** START Recorded data **

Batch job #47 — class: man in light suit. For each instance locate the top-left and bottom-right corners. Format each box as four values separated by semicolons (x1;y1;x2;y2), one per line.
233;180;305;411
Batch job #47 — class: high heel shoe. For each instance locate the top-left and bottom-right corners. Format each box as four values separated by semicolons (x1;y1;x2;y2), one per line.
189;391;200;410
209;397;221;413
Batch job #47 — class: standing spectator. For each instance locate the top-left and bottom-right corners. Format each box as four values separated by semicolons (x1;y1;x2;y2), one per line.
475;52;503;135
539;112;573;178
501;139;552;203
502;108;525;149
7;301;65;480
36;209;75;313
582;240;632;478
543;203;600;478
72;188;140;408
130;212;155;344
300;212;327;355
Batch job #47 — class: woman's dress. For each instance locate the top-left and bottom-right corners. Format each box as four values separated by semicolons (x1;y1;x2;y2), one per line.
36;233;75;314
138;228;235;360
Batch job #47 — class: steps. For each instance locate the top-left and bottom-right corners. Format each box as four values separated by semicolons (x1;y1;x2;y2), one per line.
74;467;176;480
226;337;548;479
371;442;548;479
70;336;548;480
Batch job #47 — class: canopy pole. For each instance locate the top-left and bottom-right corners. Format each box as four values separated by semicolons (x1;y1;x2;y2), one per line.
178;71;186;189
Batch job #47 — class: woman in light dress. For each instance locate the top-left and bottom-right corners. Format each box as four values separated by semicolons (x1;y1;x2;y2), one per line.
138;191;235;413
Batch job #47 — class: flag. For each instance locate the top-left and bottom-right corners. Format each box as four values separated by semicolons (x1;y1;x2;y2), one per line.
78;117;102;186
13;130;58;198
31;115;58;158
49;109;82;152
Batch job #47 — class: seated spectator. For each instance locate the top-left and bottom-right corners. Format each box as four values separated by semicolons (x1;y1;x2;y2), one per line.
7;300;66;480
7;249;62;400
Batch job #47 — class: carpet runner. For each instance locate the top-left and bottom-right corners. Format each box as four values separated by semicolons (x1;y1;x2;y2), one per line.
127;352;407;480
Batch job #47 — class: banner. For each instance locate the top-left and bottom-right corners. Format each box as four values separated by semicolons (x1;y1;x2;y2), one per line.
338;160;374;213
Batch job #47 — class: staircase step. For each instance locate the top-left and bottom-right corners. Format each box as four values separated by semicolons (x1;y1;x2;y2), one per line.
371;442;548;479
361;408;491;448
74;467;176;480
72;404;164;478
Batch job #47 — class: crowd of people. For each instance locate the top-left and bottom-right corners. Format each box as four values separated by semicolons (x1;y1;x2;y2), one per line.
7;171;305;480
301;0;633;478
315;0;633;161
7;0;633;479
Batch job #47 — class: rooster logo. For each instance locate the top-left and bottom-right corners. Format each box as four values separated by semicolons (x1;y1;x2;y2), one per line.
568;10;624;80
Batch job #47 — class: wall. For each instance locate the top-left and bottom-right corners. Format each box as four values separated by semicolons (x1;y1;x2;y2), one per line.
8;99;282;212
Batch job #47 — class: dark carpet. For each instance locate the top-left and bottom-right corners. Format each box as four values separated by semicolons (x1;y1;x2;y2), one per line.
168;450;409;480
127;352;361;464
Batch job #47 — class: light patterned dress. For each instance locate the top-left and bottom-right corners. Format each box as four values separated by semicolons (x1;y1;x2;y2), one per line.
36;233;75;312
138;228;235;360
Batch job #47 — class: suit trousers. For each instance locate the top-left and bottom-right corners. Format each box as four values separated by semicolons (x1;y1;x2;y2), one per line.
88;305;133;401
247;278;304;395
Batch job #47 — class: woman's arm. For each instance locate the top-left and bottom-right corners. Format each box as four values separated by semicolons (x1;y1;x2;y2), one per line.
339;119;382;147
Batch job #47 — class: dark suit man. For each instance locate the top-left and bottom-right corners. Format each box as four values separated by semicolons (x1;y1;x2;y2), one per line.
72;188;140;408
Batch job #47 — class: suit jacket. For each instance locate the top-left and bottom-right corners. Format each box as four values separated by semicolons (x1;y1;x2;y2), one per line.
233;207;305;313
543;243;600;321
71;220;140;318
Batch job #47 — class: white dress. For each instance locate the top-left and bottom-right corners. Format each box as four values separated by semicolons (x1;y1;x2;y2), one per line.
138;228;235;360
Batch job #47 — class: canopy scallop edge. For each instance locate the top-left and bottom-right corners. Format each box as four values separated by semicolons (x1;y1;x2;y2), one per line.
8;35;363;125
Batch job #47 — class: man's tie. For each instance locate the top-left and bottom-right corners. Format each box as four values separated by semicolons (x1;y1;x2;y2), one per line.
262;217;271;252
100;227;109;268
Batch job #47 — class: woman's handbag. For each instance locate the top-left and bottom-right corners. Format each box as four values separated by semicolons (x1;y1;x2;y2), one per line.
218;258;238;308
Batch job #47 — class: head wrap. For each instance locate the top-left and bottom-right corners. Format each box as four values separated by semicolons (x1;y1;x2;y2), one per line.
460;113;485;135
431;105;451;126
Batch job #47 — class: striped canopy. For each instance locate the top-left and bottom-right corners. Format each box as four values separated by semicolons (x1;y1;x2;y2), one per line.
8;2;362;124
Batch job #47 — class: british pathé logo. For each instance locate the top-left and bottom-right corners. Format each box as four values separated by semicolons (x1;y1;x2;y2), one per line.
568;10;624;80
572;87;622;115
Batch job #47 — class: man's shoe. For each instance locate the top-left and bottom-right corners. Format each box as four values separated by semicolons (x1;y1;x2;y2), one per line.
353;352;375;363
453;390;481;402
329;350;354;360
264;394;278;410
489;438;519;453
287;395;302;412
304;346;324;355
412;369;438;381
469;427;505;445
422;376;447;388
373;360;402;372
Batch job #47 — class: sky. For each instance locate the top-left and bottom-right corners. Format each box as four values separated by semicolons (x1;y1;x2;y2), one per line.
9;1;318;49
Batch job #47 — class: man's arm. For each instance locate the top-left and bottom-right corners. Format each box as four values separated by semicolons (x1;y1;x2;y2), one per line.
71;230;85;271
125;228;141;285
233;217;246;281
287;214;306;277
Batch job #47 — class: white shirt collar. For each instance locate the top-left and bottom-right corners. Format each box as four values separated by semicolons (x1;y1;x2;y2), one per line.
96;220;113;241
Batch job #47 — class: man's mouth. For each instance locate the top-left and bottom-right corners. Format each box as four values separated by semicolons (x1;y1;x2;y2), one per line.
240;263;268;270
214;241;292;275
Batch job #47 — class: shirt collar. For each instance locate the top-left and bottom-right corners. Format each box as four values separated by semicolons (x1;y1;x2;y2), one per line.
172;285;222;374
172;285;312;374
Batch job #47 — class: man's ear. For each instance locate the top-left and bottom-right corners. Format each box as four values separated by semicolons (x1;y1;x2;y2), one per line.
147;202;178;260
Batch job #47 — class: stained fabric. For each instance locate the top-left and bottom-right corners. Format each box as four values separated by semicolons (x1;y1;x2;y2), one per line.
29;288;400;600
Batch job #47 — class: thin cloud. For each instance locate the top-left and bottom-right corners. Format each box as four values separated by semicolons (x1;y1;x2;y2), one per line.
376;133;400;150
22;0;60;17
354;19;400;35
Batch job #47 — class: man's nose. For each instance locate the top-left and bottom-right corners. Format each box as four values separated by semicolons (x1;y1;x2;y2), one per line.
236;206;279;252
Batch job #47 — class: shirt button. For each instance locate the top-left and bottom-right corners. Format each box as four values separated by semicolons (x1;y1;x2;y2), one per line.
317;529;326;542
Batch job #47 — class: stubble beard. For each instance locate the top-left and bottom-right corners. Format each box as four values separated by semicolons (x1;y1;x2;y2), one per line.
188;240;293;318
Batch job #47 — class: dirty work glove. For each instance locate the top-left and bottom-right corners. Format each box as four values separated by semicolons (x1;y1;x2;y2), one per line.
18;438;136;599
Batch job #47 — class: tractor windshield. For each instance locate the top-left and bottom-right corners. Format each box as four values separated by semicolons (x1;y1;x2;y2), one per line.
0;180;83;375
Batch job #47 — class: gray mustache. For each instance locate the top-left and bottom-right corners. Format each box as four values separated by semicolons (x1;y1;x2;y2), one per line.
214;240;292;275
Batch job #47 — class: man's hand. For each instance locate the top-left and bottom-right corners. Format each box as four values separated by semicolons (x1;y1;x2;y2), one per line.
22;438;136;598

** END Recorded data **

- [Requirement]:
Extract, word for word, every line starting with the one that contains "Batch job #47 — class: gray" and running through the final line.

- [Answer to this problem]:
Batch job #47 — class: gray mustache. For each instance locate the top-left and bottom-right corners. Format each box as four values separated by semicolons (x1;y1;x2;y2), one per line.
214;240;292;275
Batch job #47 — class: man's hand. For each instance locate the top-left and bottom-right corners. Format each box as four values separated by semicolons (x1;y1;x2;y2), one per line.
22;438;136;598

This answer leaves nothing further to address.